START Page excerpt

As of Jan. 1, these anti-choice CPCs, which often employ cunning branding and advertisements that make them seem like abortion clinics, will have a few more obstacles to skirt. Last Friday, California Gov. Jerry Brown signed into law the Reproductive FACT (Freedom, Accountability, Comprehensive Care, and Transparency) Act, which will require any center that’s not an actual licensed medical facility to disclose that fact to clients. It also mandates that any licensed reproductive health provider inform its patients of California’s programs for affordable birth control, abortion, and prenatal care.

“For years, women have been speaking out about being uninformed or deliberately misinformed about their reproductive health choices,” said Amy Everitt, state director of NARAL Pro-Choice California, in a statement. “ … This is what it looks like to respect women: empower us and trust us to make the best decisions for ourselves and our families.”

According to a directory run by CPC network Heartbeat International, California has nearly 350 CPCs, all of which will be subject to the state’s new law. Across the country, there are more than 4,000 CPCs, outnumbering abortion providers 3 to 1—a ratio that’s sure to increase now that increasingly severe state restrictions are causing abortion clinics to shut down.

A 2006 congressional investigation determined that CPCs consistently misinform patients that abortion leads to breast cancer, sterility, and suicide—yet many continue to receive federal funding. NARAL Pro-Choice California’s not-actually-pregnant undercover investigators, who visited 45 of the state’s CPCs, were encouraged to submit to an ultrasound at every CPC that had the necessary equipment. Despite seeing no fetus and hearing no fetal heartbeat, none of the CPC representatives encouraged the investigators to seek medical attention. In one case, the CPC employee pointed at the investigator’s IUD in the ultrasound, telling her that it was her “baby.”

Still, forcing CPCs to give honest medical information—and be clear about their intentions—is a thorny legal battle. California’s new law is bound to be challenged in court on First Amendment grounds; as Meaghan Winter writes, there’s a fair amount of precedent that could topple it:

In 2010 after Baltimore passed a law requiring CPCs to post signs disclosing that they don’t provide abortions or contraception, the Archdiocese of Baltimore sued the city; in 2011 a district court struck down the law, and after several appeals it is still not in effect. Around the same time New York City and Austin, Texas, required CPCs to post signage; Austin’s law was overturned, as were central requirements in New York’s law.

Winter recommends that, rather than try to regulate CPCs’ speech, states should target CPCs for consumer fraud (false advertising), for pushing a religious agenda while using taxpayer funds, and for practicing medicine without a license. Even then, though, each legal barrier has its own workaround, and CPCs have excelled at adapting to new constraints. California’s new law is a noble effort, but its efficacy will depend on the courts.

END Page excerpt
START Data excerpts

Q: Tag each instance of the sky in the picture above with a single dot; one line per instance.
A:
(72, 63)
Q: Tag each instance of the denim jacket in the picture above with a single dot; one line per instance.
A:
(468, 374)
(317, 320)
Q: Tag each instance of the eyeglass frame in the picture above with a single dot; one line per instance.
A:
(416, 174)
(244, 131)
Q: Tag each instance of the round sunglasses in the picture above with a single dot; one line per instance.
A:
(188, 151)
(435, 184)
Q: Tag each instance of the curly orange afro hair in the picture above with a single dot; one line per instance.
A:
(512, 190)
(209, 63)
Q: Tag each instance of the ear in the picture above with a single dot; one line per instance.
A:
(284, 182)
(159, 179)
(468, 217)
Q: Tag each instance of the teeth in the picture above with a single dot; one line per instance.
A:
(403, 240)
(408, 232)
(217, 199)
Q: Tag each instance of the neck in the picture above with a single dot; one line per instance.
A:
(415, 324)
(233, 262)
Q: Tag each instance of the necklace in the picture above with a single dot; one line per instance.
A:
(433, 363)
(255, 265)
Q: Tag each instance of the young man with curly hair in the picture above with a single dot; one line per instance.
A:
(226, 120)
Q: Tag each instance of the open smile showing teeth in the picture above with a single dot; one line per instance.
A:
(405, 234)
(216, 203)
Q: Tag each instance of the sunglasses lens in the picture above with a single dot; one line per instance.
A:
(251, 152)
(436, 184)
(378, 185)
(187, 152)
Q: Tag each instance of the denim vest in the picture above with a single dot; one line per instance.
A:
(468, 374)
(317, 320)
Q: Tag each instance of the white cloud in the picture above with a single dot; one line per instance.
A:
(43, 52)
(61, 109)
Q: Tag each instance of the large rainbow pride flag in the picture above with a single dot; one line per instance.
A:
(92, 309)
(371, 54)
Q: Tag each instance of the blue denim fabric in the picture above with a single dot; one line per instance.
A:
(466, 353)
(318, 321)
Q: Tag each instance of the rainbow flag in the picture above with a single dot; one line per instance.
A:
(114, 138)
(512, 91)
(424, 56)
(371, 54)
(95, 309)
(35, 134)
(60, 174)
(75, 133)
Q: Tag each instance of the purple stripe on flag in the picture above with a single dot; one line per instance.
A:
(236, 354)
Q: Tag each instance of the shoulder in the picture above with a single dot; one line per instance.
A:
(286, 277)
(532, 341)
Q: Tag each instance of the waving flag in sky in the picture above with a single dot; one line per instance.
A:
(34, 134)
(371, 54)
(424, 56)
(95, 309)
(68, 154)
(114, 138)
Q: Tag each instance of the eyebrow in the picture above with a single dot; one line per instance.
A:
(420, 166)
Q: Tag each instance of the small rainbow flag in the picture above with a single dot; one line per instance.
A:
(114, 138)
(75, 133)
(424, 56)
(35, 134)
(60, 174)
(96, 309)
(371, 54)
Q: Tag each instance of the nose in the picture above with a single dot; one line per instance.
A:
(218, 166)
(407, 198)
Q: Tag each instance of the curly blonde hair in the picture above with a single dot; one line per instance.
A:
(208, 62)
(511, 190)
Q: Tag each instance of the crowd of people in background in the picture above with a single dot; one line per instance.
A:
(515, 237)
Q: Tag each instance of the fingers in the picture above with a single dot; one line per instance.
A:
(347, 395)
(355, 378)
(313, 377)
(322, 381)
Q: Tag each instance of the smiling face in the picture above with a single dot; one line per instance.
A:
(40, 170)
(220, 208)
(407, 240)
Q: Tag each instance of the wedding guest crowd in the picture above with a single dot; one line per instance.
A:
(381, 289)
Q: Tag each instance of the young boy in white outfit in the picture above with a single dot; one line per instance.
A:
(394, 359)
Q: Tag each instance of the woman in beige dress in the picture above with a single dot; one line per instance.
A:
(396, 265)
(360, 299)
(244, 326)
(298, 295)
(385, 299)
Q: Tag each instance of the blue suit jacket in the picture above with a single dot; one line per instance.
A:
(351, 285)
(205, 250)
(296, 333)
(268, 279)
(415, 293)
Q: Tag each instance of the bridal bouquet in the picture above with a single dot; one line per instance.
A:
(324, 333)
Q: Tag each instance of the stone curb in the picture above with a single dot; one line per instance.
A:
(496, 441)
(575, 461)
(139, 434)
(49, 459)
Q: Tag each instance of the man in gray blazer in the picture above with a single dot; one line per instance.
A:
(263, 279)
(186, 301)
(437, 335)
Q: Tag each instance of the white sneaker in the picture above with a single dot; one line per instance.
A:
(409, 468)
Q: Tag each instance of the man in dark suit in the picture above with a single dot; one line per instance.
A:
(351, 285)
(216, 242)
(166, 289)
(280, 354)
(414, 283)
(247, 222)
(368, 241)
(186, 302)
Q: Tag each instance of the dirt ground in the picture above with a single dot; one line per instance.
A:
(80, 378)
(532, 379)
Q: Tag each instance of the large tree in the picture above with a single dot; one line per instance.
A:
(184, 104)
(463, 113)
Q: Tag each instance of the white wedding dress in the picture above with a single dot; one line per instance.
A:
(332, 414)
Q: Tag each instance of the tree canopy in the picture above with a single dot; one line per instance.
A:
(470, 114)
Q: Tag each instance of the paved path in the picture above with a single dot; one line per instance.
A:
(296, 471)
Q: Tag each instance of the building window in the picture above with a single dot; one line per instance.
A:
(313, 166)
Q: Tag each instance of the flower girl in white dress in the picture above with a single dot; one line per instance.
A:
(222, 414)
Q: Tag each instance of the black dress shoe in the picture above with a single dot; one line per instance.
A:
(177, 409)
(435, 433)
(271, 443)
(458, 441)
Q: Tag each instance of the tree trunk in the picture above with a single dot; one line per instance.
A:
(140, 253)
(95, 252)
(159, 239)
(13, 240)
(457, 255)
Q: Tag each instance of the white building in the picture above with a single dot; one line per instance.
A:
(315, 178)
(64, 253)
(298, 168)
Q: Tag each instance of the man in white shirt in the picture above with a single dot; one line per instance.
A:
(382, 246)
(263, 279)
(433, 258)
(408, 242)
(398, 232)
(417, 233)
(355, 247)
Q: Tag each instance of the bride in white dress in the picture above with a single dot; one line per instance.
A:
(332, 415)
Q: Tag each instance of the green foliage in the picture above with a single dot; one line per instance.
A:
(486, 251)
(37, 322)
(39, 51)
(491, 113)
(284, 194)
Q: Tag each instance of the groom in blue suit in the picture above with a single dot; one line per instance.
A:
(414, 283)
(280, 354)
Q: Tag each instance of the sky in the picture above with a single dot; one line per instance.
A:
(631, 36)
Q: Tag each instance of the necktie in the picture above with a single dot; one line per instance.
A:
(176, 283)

END Data excerpts

What you need to do:
1: According to the article on California's FACT Act, roughly how many CPCs does California have?
2: Reproduce the article on California's FACT Act from "Still, forcing CPCs" to "New York’s law.".

Results:
1: Nearly 350.

2:
Still, forcing CPCs to give honest medical information—and be clear about their intentions—is a thorny legal battle. California’s new law is bound to be challenged in court on First Amendment grounds; as Meaghan Winter writes, there’s a fair amount of precedent that could topple it:

In 2010 after Baltimore passed a law requiring CPCs to post signs disclosing that they don’t provide abortions or contraception, the Archdiocese of Baltimore sued the city; in 2011 a district court struck down the law, and after several appeals it is still not in effect. Around the same time New York City and Austin, Texas, required CPCs to post signage; Austin’s law was overturned, as were central requirements in New York’s law.